[Lines of data]
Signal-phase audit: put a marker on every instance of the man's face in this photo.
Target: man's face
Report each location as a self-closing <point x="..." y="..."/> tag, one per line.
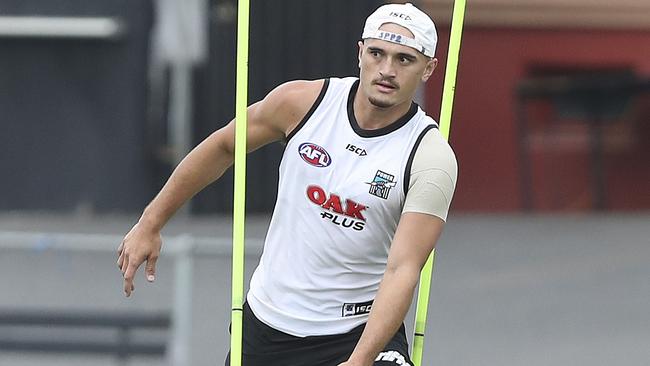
<point x="390" y="73"/>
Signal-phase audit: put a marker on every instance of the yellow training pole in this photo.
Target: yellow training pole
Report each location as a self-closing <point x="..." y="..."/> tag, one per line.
<point x="239" y="211"/>
<point x="445" y="124"/>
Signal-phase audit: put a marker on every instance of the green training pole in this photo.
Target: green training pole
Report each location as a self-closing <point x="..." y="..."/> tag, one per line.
<point x="239" y="211"/>
<point x="445" y="124"/>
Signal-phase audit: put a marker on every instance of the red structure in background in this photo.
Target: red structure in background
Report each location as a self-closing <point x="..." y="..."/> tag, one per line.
<point x="484" y="133"/>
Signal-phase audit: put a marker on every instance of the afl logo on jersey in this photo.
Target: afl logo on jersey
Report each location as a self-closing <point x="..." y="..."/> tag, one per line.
<point x="314" y="155"/>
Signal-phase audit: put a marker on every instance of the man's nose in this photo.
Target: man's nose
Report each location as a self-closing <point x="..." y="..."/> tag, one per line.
<point x="387" y="68"/>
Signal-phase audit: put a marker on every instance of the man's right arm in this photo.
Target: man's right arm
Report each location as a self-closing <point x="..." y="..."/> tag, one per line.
<point x="269" y="120"/>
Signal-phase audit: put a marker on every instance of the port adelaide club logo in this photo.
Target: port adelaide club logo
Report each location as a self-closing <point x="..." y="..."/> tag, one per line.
<point x="314" y="155"/>
<point x="339" y="211"/>
<point x="381" y="185"/>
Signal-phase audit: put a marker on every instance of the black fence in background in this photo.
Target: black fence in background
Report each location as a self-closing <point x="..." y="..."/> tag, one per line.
<point x="71" y="112"/>
<point x="74" y="130"/>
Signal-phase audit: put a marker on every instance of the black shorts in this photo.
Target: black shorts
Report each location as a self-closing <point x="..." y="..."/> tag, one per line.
<point x="265" y="346"/>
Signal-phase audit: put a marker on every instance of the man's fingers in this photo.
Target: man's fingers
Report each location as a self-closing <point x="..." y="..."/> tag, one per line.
<point x="125" y="264"/>
<point x="129" y="274"/>
<point x="120" y="260"/>
<point x="150" y="269"/>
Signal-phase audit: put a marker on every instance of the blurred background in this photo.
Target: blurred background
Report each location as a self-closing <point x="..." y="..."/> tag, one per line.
<point x="545" y="256"/>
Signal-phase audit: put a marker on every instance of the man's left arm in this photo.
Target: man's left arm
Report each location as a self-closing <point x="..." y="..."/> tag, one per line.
<point x="430" y="190"/>
<point x="414" y="240"/>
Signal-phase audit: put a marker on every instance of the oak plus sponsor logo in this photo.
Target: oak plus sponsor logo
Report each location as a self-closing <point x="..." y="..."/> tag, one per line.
<point x="345" y="213"/>
<point x="314" y="155"/>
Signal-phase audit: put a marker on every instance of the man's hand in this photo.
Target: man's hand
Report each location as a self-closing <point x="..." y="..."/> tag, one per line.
<point x="139" y="244"/>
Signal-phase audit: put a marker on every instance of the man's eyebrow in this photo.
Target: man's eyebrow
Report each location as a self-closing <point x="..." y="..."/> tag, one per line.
<point x="407" y="56"/>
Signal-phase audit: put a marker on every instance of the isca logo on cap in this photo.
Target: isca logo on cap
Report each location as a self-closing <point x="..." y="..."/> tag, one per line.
<point x="314" y="155"/>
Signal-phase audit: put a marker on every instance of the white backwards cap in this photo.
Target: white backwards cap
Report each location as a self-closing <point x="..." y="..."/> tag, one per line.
<point x="409" y="17"/>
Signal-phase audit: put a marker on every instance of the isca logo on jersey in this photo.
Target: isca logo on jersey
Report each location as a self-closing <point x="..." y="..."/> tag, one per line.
<point x="314" y="155"/>
<point x="349" y="215"/>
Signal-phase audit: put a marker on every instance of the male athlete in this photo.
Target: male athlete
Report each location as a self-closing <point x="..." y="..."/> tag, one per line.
<point x="365" y="184"/>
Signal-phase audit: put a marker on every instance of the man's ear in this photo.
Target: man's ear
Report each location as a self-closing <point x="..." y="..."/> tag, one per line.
<point x="428" y="70"/>
<point x="360" y="43"/>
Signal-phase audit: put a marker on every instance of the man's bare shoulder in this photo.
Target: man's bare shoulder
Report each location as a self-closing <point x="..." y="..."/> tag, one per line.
<point x="290" y="101"/>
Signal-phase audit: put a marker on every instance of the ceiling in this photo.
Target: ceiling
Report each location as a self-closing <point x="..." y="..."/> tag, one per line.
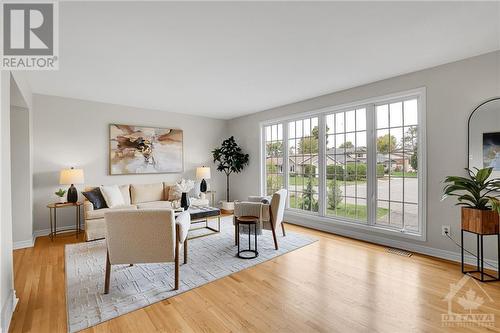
<point x="227" y="59"/>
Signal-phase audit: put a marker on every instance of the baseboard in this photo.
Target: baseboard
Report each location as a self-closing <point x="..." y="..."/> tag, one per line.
<point x="412" y="247"/>
<point x="7" y="311"/>
<point x="24" y="244"/>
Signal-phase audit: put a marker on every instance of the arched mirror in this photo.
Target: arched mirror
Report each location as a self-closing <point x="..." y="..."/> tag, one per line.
<point x="484" y="136"/>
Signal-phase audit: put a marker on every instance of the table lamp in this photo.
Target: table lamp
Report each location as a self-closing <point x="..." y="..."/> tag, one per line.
<point x="203" y="173"/>
<point x="70" y="177"/>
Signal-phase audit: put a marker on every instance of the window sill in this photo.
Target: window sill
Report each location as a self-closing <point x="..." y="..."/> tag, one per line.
<point x="310" y="220"/>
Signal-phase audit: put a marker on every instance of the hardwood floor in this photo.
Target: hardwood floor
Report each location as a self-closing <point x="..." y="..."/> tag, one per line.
<point x="334" y="285"/>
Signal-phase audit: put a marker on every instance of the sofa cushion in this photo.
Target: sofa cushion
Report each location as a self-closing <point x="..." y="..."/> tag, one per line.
<point x="99" y="214"/>
<point x="166" y="192"/>
<point x="96" y="198"/>
<point x="125" y="189"/>
<point x="95" y="229"/>
<point x="174" y="193"/>
<point x="155" y="204"/>
<point x="146" y="192"/>
<point x="113" y="196"/>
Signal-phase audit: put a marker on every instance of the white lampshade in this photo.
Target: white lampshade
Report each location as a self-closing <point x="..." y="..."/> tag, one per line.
<point x="71" y="176"/>
<point x="203" y="173"/>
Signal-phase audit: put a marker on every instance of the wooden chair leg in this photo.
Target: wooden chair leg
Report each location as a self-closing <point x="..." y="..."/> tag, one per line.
<point x="272" y="228"/>
<point x="176" y="287"/>
<point x="107" y="274"/>
<point x="275" y="239"/>
<point x="185" y="252"/>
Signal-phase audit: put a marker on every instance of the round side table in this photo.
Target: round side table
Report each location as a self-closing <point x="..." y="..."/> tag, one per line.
<point x="249" y="221"/>
<point x="53" y="207"/>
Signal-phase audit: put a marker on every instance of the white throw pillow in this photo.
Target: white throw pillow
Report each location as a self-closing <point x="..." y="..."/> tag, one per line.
<point x="112" y="195"/>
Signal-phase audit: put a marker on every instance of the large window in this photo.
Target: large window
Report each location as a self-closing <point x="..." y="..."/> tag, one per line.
<point x="303" y="147"/>
<point x="397" y="151"/>
<point x="357" y="164"/>
<point x="346" y="164"/>
<point x="274" y="158"/>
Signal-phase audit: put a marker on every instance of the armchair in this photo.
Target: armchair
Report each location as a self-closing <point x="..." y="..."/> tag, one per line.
<point x="270" y="214"/>
<point x="145" y="236"/>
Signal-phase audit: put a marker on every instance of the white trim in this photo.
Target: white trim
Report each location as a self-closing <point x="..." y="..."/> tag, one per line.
<point x="299" y="215"/>
<point x="46" y="232"/>
<point x="7" y="310"/>
<point x="371" y="238"/>
<point x="24" y="244"/>
<point x="369" y="104"/>
<point x="334" y="108"/>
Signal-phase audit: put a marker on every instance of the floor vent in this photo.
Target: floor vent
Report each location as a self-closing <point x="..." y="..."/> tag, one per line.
<point x="399" y="252"/>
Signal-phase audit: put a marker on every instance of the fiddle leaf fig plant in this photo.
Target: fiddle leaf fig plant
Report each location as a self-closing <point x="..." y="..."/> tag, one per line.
<point x="229" y="159"/>
<point x="60" y="193"/>
<point x="474" y="191"/>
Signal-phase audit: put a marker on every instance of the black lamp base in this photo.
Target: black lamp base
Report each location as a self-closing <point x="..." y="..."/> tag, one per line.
<point x="203" y="186"/>
<point x="72" y="194"/>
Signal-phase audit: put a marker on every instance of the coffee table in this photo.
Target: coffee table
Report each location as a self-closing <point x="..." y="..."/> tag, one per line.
<point x="200" y="215"/>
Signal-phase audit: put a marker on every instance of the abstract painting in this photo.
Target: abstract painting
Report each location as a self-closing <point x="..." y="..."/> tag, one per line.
<point x="491" y="150"/>
<point x="141" y="150"/>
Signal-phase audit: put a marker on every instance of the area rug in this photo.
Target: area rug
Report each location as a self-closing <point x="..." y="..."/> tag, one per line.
<point x="132" y="288"/>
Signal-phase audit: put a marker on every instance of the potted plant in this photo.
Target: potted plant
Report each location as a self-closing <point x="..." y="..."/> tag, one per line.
<point x="229" y="159"/>
<point x="60" y="193"/>
<point x="475" y="193"/>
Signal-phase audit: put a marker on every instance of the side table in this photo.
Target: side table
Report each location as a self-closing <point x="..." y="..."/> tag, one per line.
<point x="53" y="207"/>
<point x="212" y="197"/>
<point x="483" y="276"/>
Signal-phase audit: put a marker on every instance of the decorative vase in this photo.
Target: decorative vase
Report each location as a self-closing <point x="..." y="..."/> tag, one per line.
<point x="184" y="201"/>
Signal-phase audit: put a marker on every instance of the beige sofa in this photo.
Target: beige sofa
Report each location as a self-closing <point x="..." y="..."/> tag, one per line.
<point x="136" y="196"/>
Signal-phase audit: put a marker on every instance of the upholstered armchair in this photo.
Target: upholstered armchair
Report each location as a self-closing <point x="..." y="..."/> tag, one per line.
<point x="269" y="212"/>
<point x="145" y="236"/>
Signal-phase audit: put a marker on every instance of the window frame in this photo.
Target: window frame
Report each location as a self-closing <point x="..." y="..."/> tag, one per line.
<point x="370" y="105"/>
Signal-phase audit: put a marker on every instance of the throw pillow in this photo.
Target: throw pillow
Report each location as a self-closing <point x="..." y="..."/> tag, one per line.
<point x="113" y="196"/>
<point x="96" y="198"/>
<point x="174" y="193"/>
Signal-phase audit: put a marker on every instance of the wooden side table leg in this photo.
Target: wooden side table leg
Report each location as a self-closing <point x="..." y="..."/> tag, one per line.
<point x="55" y="223"/>
<point x="77" y="221"/>
<point x="51" y="235"/>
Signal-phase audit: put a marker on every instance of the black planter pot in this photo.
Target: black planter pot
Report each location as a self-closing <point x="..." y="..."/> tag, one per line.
<point x="184" y="201"/>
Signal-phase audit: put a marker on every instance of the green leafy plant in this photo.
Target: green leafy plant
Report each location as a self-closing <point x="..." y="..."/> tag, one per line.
<point x="475" y="190"/>
<point x="60" y="193"/>
<point x="495" y="204"/>
<point x="229" y="159"/>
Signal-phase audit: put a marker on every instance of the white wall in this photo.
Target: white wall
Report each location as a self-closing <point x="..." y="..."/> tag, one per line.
<point x="6" y="266"/>
<point x="70" y="132"/>
<point x="8" y="83"/>
<point x="453" y="91"/>
<point x="22" y="222"/>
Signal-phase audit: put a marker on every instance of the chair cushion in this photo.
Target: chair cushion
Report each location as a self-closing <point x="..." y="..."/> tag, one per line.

**Short problem:** Which lines run from the one containing "wall in this photo." to the end of the entries above? Quote exactly those, and only those.

**Right answer:**
Signal-phase audit: put a marker on every instance of the white wall in this photo.
Target: white wall
Report each location as a self-closing <point x="..." y="..."/> tag, one per line.
<point x="6" y="266"/>
<point x="70" y="132"/>
<point x="8" y="83"/>
<point x="453" y="91"/>
<point x="22" y="222"/>
Signal-phase audit: put a marker on every instance of the chair cushion in this photo.
Target: chair cushion
Report each location as a self-closing <point x="..." y="..."/> tag, one per line.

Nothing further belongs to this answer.